**Extracted entries:**
--*--

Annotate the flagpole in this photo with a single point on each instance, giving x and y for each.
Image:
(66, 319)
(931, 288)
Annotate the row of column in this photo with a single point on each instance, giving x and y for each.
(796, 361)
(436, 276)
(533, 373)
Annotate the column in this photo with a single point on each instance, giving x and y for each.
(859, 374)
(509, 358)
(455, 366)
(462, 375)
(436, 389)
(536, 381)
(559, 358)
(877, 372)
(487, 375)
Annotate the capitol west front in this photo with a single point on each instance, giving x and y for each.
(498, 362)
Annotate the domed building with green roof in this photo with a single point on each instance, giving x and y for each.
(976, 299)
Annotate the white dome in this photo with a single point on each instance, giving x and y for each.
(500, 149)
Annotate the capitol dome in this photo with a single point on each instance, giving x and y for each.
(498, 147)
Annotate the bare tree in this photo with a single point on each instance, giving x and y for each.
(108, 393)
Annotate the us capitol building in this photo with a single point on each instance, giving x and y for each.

--*--

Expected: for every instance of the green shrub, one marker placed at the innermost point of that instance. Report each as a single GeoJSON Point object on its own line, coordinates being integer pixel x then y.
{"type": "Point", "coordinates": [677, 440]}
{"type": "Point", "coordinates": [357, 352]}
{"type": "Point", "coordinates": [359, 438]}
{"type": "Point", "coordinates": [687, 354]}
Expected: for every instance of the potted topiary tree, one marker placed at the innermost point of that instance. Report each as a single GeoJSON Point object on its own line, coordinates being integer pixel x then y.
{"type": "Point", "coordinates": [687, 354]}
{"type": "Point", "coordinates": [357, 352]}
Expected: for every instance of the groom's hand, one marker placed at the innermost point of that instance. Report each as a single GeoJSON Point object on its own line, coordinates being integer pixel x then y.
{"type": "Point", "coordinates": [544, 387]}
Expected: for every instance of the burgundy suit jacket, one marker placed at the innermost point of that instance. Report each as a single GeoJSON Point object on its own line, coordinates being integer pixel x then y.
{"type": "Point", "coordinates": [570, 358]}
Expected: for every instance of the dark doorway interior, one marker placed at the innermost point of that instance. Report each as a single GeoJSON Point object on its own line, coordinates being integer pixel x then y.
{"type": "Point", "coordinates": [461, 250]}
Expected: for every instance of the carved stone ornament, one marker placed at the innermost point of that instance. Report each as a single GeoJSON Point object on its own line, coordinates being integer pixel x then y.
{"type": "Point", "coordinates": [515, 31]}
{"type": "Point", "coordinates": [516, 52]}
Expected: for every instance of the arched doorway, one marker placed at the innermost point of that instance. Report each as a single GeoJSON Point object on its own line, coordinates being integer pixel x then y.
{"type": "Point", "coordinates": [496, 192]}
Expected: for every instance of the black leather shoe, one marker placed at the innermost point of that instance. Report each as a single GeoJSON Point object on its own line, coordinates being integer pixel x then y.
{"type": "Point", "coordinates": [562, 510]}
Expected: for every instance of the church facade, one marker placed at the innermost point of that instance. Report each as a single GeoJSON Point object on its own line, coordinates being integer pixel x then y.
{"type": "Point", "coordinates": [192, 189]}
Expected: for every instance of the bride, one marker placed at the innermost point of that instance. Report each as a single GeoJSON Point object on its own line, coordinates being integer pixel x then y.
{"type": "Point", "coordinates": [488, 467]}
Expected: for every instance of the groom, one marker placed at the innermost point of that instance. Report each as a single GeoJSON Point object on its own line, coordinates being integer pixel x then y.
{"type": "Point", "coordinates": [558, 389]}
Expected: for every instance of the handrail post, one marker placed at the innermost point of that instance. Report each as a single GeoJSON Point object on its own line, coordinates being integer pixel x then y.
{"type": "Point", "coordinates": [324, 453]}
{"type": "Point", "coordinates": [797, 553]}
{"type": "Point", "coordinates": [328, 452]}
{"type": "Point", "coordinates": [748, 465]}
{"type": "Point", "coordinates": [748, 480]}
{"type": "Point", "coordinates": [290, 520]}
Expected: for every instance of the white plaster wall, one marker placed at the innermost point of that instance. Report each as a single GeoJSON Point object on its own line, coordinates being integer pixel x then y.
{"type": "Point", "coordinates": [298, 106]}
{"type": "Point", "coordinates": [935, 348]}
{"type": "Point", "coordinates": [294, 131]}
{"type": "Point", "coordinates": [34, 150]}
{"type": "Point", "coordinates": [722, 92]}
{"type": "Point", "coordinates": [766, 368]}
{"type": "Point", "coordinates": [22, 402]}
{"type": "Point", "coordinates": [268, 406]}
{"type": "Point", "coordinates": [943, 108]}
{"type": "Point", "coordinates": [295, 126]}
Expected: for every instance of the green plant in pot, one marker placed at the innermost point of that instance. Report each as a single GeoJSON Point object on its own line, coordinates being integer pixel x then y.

--*--

In the listing above, transcribe exactly everything from the line containing "Annotate the capitol dome" down to the line containing "Annotate the us", including both and nothing more.

**Exercise answer:**
Annotate the capitol dome in this photo with a single point on each instance, giving x and y for each.
(498, 147)
Annotate the bare tree in this photo with a single point on each instance, giving x and y for each.
(108, 393)
Annotate the us capitol building in this photo with a single point on each instance, giving x and y for each.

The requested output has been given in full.